Try it: Filter out all lines without the word "canopy" from the data below, please, and copy the rest.

--- Records shown Enclosed Below ---

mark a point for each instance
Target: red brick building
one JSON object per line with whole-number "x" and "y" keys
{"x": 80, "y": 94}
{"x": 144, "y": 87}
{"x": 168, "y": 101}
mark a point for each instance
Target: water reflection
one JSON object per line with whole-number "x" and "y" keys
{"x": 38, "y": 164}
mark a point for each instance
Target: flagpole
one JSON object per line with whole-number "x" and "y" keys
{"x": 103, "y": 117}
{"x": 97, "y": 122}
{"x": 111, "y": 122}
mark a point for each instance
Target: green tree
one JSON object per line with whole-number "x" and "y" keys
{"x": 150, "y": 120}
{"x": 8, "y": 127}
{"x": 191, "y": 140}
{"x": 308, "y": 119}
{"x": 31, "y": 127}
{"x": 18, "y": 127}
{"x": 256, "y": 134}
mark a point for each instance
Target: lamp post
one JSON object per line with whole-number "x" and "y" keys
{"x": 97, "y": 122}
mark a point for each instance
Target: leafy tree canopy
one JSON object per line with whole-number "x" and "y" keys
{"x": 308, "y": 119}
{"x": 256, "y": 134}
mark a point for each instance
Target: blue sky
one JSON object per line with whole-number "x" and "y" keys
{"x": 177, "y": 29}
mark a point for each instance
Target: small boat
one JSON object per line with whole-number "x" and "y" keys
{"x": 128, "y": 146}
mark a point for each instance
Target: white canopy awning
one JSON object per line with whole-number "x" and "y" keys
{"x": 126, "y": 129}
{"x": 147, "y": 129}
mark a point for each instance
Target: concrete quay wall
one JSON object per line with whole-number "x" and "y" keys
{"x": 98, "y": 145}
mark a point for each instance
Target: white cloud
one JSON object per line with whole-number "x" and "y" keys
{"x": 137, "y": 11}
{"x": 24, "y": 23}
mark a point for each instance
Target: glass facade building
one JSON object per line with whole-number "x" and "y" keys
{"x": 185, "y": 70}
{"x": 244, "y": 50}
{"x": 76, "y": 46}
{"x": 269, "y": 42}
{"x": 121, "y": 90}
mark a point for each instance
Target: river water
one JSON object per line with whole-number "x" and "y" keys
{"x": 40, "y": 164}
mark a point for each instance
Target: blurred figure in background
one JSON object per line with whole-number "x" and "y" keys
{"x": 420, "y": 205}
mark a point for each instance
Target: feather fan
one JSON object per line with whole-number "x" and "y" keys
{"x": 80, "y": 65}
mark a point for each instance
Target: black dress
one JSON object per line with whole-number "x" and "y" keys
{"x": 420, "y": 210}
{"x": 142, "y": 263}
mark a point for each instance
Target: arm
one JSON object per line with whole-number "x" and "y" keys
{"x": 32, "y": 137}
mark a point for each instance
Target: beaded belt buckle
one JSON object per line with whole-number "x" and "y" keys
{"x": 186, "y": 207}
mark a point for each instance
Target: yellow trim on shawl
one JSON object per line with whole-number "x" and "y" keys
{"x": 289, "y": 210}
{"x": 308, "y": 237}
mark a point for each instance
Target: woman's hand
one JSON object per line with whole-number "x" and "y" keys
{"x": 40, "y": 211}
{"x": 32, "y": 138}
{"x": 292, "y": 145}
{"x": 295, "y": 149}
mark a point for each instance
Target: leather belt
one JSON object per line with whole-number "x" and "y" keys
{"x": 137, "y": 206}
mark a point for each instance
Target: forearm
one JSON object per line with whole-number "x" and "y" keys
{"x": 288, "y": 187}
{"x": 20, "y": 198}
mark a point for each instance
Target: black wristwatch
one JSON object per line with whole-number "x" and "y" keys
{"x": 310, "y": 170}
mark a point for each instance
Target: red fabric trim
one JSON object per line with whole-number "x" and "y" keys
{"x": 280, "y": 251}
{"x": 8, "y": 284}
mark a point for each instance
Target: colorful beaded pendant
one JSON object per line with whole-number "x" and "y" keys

--- End of Enclosed Records shown ---

Exercise solution:
Target: leafy tree canopy
Target: white canopy awning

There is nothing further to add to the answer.